WRITTEN INSTRUCTION 1: In the column on Port Leyden's overseas teachers, at which city did the couple land when they arrived in Germany?
WRITTEN INSTRUCTION 2: Write a continuation of the column on Port Leyden's overseas teachers, picking up after its final sentence.

PAGE TEXT:
[BEGIN]

Return home

Port Leyden News: Port Leyden’s Overseas Teachers - Part I

Paul Wilson, Boonville Herald columnist
Posted 6/24/22

There are at least two teachers from Port Leyden that have had the unique experience of teaching in countries other than our own.

This item is available in full to subscribers.

Port Leyden News: Port Leyden’s Overseas Teachers - Part I


There are at least two teachers from Port Leyden that have had the unique experience of teaching in countries other than our own. For today, I will start with my wife, Louise (Wason) Wilson.

Some years ago, Louise was teaching in Woodstock, Virginia. The day of her first faculty meeting, in August of 1991, a telephone call came offering her a position teaching Early Childhood in the U.S. Department of Defense Dependent Schools.

Our Department of Defense has a school system for children of military personnel stationed in foreign countries. This system has the same curriculum, and uses the same textbooks that are used here. This enables the children to come home and continue on at the same grade level.

Louise had to accept or reject the offer within a day, and, if accepted, she had 10 days in which to be ready to leave home for Germany. The Shenandoah County School Board members considered this an opportunity for Louise that would be too attractive to pass up. They were very supportive, and they released her from her contract. We immediately began making preparations for a big change in our lives. We were ready to leave well before the required 10 days, although the government took a few days longer in implementing all of this. Nonetheless, well before the end of September, the movers had come and packed and shipped our household goods. We were soon to follow, and we landed at Hamburg, Germany, later that month.

The Department of Defense schools are very similar to those of South Lewis Central and Adirondack Central schools, with course offerings being very much the same. There are activities, such as band, football, basketball, high school paper, yearbook. Indeed, if you were to visit the school premises, say in Japan, Korea, Bahrain, England or other overseas locations, you would feel very much as if you were in the United States. The only language spoken in the schools is English, with the exception of foreign language courses, which are taught exactly as they are here in America.

[END]

Data items
[BEGIN]

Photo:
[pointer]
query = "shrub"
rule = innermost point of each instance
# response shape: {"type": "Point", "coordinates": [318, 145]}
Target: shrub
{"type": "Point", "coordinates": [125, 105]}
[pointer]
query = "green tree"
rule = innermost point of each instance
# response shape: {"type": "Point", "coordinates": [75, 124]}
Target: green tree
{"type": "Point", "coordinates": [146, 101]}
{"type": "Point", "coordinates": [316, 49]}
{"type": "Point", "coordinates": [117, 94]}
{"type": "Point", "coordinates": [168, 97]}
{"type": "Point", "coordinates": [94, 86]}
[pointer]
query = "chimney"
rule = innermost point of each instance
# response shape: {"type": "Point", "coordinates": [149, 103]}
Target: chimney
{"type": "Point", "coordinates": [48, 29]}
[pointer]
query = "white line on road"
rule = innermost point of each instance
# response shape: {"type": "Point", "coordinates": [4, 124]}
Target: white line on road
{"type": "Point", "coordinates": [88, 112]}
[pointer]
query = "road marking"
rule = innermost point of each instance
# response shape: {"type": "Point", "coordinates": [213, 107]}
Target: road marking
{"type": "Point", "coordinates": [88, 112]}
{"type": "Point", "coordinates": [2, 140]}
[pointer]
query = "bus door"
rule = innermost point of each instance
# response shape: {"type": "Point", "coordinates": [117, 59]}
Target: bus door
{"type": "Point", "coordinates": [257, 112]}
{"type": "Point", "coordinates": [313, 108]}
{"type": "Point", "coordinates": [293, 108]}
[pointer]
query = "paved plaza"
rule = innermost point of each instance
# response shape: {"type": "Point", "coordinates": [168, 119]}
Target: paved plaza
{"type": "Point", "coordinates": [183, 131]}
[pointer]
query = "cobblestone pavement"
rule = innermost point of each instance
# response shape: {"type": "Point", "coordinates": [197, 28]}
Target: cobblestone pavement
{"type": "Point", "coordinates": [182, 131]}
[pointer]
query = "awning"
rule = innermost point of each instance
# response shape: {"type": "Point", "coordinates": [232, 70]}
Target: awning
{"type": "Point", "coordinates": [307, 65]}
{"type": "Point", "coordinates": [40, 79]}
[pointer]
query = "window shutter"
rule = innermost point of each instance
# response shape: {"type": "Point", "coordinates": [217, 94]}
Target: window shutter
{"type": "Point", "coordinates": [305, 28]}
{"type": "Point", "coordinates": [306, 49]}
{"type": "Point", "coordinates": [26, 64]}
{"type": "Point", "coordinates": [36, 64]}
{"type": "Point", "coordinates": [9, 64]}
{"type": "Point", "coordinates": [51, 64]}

[END]

REPLY 1: Hamburg, Germany.

REPLY 2:
In most cases, the children’s parents are military, most often career military, Department of Defense civilians, or contractors with the military. The families lead quite a normal life, not much different than that of yourselves. Although military people often transfer to different bases, called a permanent change of station, being in the same school system gives a continuity for the children. Children of military families often enjoy educational advantages not to be had by their civilian counterparts, which I may address in a future article.

Most often military families live in government housing on overseas bases, with some exceptions, in which families live directly in the foreign communities. Living off the base is called ‘living on the economy.’ Teachers usually live ‘on the economy,’ and this was true in our case for the 10 years that Louise taught in Germany.

My next article may be on a different subject, but I do intend to continue on with this subject in the not too distant future. So, I will leave you for now, in the hopes that you will have a great week.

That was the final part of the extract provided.